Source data
□ □ □ □

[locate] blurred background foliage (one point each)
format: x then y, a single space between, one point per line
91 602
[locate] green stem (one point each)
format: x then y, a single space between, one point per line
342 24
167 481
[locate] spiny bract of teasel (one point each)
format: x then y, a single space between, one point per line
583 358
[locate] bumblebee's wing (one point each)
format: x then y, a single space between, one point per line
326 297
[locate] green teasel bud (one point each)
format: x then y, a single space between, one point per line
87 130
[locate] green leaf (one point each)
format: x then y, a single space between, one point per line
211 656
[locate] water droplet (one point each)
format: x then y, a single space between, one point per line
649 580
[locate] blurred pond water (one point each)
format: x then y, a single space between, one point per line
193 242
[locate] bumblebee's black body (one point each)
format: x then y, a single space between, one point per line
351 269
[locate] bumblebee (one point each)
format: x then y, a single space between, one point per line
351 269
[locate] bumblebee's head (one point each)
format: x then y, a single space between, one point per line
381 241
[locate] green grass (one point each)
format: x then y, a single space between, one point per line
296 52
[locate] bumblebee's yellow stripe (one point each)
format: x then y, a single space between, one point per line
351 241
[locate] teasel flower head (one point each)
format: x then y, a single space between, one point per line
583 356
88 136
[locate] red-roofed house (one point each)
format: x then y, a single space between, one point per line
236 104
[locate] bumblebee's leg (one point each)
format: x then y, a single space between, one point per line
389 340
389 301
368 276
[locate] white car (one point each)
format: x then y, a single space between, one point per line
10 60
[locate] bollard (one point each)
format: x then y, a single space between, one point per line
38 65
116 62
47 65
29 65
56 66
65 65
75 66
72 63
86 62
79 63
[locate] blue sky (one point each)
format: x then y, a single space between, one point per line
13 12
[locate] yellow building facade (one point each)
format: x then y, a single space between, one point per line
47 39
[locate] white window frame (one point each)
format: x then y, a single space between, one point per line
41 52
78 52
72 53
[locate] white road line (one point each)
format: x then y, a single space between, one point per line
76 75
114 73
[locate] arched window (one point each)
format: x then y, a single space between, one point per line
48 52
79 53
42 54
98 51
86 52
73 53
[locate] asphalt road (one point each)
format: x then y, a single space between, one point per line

□ □ □ □

§ Work task: The answer must be every line of the records that contains the word "head".

§ Response below:
[locate] bumblebee's head (one point each)
[locate] teasel flower head (one point each)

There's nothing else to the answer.